--- begin ---

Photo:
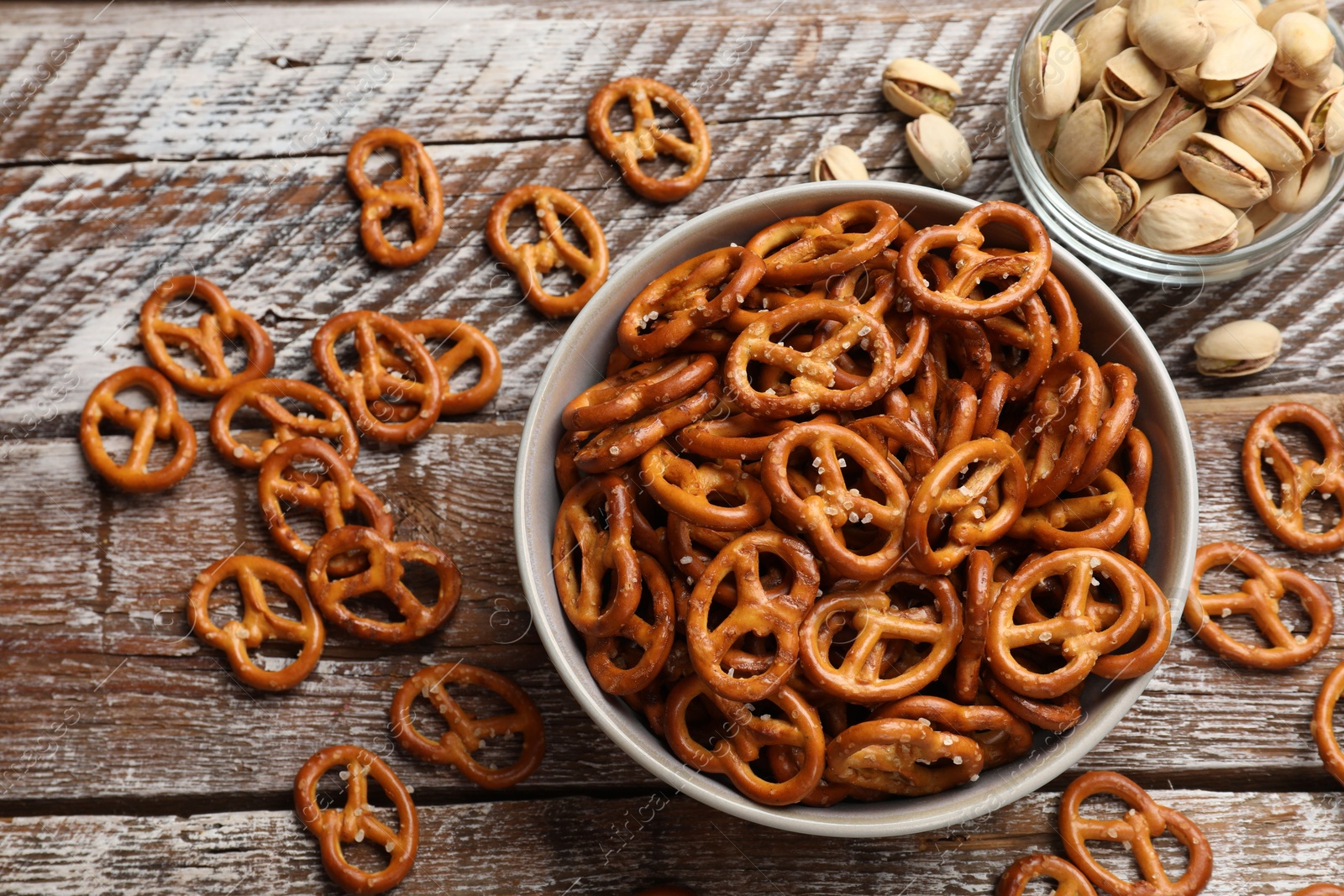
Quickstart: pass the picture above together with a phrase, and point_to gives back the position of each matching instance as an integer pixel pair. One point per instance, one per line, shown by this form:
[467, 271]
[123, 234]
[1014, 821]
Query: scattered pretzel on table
[206, 340]
[259, 622]
[1281, 510]
[156, 423]
[1258, 597]
[844, 490]
[356, 821]
[416, 191]
[531, 261]
[647, 140]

--- end ---

_Written exercise_
Please quote the material above word for word, leaving the pictures out of your answer.

_Output of the exercise_
Photo:
Quickstart: pass the picture above together with a phrase, and point_to gives back the position of each matching instance as an integer pixel pair. One point per instance, one per line, shown by this form:
[467, 271]
[123, 234]
[1014, 821]
Query: scattered pretzel on table
[206, 340]
[259, 622]
[1281, 510]
[156, 423]
[1258, 597]
[844, 490]
[356, 821]
[416, 191]
[531, 261]
[647, 140]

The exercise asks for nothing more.